◆ Aim of the task ◆
Your output should repeat the entries below exactly. It should contain no images.

◆ Data supplied ◆
================
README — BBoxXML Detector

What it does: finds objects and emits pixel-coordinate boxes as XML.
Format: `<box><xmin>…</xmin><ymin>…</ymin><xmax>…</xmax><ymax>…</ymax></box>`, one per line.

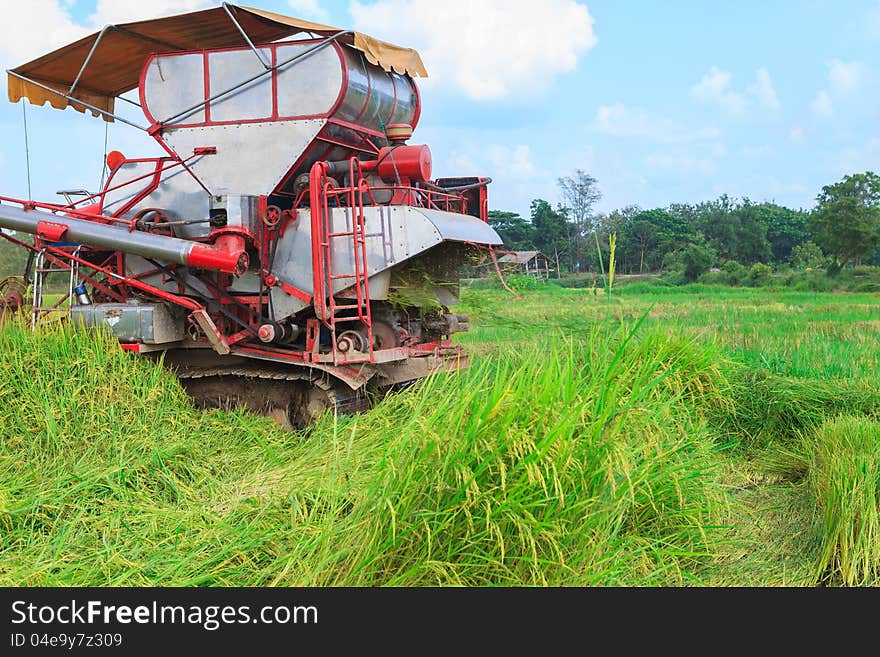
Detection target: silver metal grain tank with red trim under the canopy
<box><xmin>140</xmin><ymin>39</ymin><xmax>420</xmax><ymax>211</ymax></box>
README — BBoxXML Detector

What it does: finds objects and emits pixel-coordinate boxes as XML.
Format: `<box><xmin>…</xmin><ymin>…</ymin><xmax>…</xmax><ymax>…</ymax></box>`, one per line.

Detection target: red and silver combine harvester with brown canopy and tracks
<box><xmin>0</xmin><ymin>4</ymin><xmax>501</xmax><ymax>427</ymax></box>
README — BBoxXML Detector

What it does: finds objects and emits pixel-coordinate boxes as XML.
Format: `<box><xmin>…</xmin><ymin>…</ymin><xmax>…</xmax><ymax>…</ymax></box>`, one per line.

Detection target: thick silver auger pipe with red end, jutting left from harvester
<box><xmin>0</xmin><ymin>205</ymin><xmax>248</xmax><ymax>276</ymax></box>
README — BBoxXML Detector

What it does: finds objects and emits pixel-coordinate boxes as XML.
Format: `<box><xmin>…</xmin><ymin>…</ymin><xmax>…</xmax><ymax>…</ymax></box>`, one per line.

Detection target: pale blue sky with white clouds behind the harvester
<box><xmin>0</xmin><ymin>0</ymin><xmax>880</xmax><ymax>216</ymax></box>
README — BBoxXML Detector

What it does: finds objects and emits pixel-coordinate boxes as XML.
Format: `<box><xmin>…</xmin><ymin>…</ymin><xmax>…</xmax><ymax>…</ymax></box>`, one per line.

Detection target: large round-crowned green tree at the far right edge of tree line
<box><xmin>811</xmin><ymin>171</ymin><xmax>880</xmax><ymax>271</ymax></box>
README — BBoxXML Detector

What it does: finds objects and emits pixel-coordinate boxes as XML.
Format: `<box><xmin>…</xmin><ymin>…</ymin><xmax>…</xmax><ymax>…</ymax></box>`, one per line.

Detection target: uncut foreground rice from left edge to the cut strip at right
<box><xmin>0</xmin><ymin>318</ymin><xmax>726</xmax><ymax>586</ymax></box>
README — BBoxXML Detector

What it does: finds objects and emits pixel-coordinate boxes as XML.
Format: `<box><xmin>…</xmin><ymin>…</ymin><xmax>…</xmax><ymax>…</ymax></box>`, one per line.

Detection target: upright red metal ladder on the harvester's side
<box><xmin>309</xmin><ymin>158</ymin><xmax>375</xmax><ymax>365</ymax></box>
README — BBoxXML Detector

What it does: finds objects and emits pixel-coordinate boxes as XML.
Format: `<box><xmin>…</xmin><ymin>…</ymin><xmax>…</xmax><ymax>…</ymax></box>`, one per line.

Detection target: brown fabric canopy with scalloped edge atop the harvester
================
◆ Answer for the task ◆
README — BBoxXML Detector

What it does: finds objects and emits pixel-coordinate boxes as XML.
Format: `<box><xmin>…</xmin><ymin>…</ymin><xmax>…</xmax><ymax>…</ymax></box>`, one per line.

Detection target: silver metal grain tank with red trim under the canopy
<box><xmin>140</xmin><ymin>39</ymin><xmax>420</xmax><ymax>211</ymax></box>
README — BBoxXML Detector

What it does: finds objects and emits pixel-coordinate boxes as XML.
Format: `<box><xmin>…</xmin><ymin>…</ymin><xmax>…</xmax><ymax>…</ymax></box>`, one per line.

Detection target: red and silver combine harvester with brown canopy and tracks
<box><xmin>0</xmin><ymin>4</ymin><xmax>501</xmax><ymax>427</ymax></box>
README — BBoxXML Detector

What it does: finds objects and emits pixel-coordinate boxes as XML.
Format: `<box><xmin>…</xmin><ymin>…</ymin><xmax>…</xmax><ymax>…</ymax></box>`, one per line.

Detection target: thick silver auger pipe with red end, jutting left from harvester
<box><xmin>0</xmin><ymin>205</ymin><xmax>248</xmax><ymax>276</ymax></box>
README — BBoxXML Detector

What it does: finds objects and emits pixel-coordinate boxes as XML.
Format: `<box><xmin>…</xmin><ymin>…</ymin><xmax>…</xmax><ymax>…</ymax></box>`, one per line.

Detection target: pale blue sky with white clouds behind the harvester
<box><xmin>0</xmin><ymin>0</ymin><xmax>880</xmax><ymax>216</ymax></box>
README — BBoxXML Detector

What it does: finds objects and emits pixel-coordinate boxes as XML.
Format: `<box><xmin>…</xmin><ymin>…</ymin><xmax>…</xmax><ymax>…</ymax></box>`, one per line.

Detection target: large round-crowned green tree at the far right edge of tree line
<box><xmin>811</xmin><ymin>171</ymin><xmax>880</xmax><ymax>271</ymax></box>
README — BBoxXML Detector

What it does: finds objects and emits pixel-coordinate boxes as XML.
Format: `<box><xmin>…</xmin><ymin>…</ymin><xmax>…</xmax><ymax>…</ymax></box>`, one per line.

Detection target: uncut foreground rice from left edge to the cut strip at right
<box><xmin>0</xmin><ymin>318</ymin><xmax>726</xmax><ymax>586</ymax></box>
README — BBoxXML Detector

What it does: finds objects and emits pixel-coordinate boxes as XML.
Format: `<box><xmin>…</xmin><ymin>…</ymin><xmax>…</xmax><ymax>…</ymax></box>`, one per line.

Detection target: upright red metal ladder on the harvester's side
<box><xmin>309</xmin><ymin>158</ymin><xmax>375</xmax><ymax>365</ymax></box>
README — BBoxXML Detector

What it does: finds objects and emits pixel-coordinate boxes as XML.
Format: `<box><xmin>…</xmin><ymin>…</ymin><xmax>…</xmax><ymax>…</ymax></box>`, one per line.

Detection target: brown fabric canopy with scalloped edge atop the harvester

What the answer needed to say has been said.